= EXERCISE DESCRIPTION =
For this exercise, return all the data word for word, with images left out.

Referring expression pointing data
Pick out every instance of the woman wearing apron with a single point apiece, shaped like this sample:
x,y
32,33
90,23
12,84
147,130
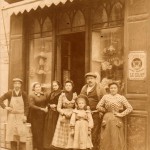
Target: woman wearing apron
x,y
38,108
17,112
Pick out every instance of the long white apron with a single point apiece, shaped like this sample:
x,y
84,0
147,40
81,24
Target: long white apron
x,y
15,126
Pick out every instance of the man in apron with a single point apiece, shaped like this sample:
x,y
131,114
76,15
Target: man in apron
x,y
94,91
17,108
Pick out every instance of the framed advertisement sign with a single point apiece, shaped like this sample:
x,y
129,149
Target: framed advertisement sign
x,y
137,65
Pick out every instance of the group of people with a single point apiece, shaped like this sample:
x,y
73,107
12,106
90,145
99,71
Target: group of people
x,y
64,120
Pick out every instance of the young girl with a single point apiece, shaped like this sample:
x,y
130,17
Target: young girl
x,y
81,124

= SOLUTION FOR THIS PROBLEM =
Pick out every instance of the woman wearing apron with a single point apiece, shaped like this sample:
x,y
32,33
90,23
12,84
147,130
Target: woman wearing apron
x,y
38,108
17,112
Pick out every instance of the long white apron with a single point apiece, shaped like this sample:
x,y
84,0
147,40
81,24
Target: long white apron
x,y
15,126
Pick out every instance of the man in apron with a single point apiece, shaped like this sample:
x,y
131,114
76,15
Target: man in apron
x,y
94,91
17,108
Pick out every instance of the framed advertisement sign with a single point apiece, shaped like this sample:
x,y
129,149
Target: framed advertisement sign
x,y
137,65
Pick out every instance of the group of people with a single point apiece, shaped like this sample:
x,y
73,107
12,106
90,145
99,71
Target: group of people
x,y
64,120
Pick out every instance of the young girl with a single point apiece, shaped like this sample:
x,y
130,17
Target: young girl
x,y
81,124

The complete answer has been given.